Il est tombé à côté. Il est pourtant talentueux. Ce mardi 5 février, le chroniqueur du Grand Journal de Canal+ se surprenait à vouloir prendre en défaut François Hollande. En cause, un
décalage d'image et de message: le Hollande volontariste était-il au Mali pour faire oublier l'actualité politico-sociale de la métropole ? Bruno Donet - c'est son nom - n'est d'ailleurs pas le
seul au sein de la Fabrique de l'Opinion à poser la question qui tue: et si Hollande se sarkollandisait ?
Quelle misère. Nous avons sans doute les médias que nous méritons.
Critiquer le pouvoir en place entre deux cotillons télévisuels dans une émission de divertissement d'avant-soirée, est certes
facile, parfois légitime. Sauf quand la critique vient à contre-temps, ou permet d'éviter d'expliquer le monde qui nous entoure.
Les minutes médiatiques sont précieuses et malgré tout souvent gâchées.
Il était d'abord difficile d'accuser Hollande de diversion malienne. Nous avions déjà souligné combien ce déplacement
présidentiel faisait ombrage à l'adoption du premier article d'une loi sociétale majeure - le mariage pour tous. Si Hollande avait voulu bien faire, il aurait attendu.
Un autre journaliste, sous-directeur au Point, raillait aussi la «Sarkollandisation» du quinquennat. Il visait ces apparitions médiatiques plus répétées de l'actuel président.

▸ Exercices
1 - Réécrivez le passage de l'extrait allant de « Quelle misère. Nous » jusqu'à « tout souvent gâchées. », en y substituant « tristesse » à « misère ».
2 - Répondez aux questions suivantes à l'aide de l'extrait.
(a) Quel jour le chroniqueur du Grand Journal a-t-il cherché à prendre en défaut François Hollande ?
(b) À l'adoption de quoi le déplacement présidentiel au Mali faisait-il ombrage ?
(c) Quelle fonction l'autre journaliste qui raillait la « Sarkollandisation » occupe-t-il ?
3 - Dressez la liste de toutes les émissions, chaînes de télévision et publications de presse nommées dans l'extrait.

▸ Données fournies
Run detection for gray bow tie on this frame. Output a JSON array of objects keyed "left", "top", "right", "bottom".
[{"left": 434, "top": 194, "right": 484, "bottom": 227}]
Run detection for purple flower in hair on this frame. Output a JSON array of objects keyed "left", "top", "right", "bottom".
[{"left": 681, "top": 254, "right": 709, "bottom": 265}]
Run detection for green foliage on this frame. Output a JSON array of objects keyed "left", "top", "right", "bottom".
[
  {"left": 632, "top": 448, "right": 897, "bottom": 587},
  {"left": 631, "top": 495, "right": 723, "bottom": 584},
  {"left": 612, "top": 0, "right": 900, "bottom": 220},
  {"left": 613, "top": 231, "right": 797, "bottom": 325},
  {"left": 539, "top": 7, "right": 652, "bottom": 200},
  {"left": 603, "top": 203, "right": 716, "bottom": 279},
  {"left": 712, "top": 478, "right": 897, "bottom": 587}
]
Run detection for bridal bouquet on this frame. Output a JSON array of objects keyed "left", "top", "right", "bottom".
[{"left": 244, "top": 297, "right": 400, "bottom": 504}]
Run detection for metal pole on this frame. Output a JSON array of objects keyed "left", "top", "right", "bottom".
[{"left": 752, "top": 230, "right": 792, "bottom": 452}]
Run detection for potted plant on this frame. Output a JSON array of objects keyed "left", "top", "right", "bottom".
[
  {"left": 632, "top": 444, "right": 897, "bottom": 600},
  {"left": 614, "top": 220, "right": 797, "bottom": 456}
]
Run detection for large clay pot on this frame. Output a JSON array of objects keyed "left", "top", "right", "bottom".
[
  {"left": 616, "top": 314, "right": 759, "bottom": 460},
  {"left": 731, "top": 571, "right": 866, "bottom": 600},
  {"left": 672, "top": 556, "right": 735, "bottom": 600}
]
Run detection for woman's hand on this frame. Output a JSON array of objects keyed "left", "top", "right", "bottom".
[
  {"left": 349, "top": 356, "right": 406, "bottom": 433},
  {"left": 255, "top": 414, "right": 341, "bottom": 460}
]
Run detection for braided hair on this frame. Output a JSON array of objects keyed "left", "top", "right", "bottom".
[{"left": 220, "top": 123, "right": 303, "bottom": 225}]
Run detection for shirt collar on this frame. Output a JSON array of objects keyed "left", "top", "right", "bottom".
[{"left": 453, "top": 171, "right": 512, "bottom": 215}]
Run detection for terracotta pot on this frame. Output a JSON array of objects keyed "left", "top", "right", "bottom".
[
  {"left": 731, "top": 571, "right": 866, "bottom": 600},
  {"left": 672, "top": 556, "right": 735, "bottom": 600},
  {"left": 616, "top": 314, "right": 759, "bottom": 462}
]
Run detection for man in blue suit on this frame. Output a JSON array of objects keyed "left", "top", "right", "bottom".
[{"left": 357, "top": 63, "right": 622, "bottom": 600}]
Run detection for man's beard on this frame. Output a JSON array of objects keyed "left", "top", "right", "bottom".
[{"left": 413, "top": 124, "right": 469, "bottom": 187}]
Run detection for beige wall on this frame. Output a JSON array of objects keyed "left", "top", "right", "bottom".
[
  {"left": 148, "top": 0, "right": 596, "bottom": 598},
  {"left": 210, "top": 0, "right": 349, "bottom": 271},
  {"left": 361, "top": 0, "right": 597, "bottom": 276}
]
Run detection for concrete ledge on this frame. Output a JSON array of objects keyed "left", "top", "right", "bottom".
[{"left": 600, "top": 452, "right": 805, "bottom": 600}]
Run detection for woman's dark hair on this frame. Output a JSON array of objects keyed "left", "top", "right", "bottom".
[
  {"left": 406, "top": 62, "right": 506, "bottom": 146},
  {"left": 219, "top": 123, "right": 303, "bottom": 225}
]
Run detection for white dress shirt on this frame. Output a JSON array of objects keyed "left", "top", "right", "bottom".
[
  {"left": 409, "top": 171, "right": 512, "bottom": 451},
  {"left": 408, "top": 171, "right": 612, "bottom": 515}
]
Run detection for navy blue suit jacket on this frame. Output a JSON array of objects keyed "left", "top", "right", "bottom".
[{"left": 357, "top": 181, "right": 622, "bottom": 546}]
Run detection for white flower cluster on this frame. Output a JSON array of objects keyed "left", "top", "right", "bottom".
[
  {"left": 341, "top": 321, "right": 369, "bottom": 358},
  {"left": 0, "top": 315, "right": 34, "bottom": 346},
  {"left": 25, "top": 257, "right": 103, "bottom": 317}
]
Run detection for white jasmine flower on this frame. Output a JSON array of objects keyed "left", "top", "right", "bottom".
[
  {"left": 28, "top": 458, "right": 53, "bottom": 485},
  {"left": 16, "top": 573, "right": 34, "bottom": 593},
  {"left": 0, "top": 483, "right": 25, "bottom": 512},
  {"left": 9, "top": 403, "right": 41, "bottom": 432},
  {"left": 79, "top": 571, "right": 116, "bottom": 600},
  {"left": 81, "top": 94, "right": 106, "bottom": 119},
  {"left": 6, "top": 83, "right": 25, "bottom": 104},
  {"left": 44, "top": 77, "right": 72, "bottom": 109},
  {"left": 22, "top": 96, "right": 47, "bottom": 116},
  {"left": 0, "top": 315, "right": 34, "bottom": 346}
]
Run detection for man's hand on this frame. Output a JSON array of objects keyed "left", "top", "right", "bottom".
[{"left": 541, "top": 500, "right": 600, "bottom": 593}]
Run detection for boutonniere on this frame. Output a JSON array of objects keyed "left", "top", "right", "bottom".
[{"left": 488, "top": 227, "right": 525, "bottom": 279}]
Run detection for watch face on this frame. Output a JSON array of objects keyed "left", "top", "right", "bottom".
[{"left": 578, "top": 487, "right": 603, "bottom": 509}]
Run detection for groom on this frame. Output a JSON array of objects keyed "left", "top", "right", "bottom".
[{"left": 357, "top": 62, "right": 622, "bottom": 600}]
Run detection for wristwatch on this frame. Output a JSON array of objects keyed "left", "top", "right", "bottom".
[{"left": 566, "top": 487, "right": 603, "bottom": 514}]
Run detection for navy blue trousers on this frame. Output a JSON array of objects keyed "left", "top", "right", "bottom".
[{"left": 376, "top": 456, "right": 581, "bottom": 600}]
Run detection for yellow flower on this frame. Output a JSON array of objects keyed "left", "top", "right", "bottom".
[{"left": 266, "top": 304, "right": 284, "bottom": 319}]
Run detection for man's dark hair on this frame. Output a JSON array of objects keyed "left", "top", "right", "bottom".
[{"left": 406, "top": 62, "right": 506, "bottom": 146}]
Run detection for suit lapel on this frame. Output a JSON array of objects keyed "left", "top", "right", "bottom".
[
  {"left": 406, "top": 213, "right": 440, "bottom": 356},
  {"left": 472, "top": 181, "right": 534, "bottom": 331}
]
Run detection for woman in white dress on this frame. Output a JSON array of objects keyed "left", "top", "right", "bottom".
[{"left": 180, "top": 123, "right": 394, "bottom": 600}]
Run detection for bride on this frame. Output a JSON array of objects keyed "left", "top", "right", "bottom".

▸ Réponses
1 -
Quelle tristesse. Nous avons sans doute les médias que nous méritons.
Critiquer le pouvoir en place entre deux cotillons télévisuels dans une émission de divertissement d'avant-soirée, est certes
facile, parfois légitime. Sauf quand la critique vient à contre-temps, ou permet d'éviter d'expliquer le monde qui nous entoure.
Les minutes médiatiques sont précieuses et malgré tout souvent gâchées.

2 -
(a) Le mardi 5 février.
(b) À l'adoption du premier article de la loi sur le mariage pour tous.
(c) Il est sous-directeur au Point.

3 -
Le Grand Journal
Canal+
Le Point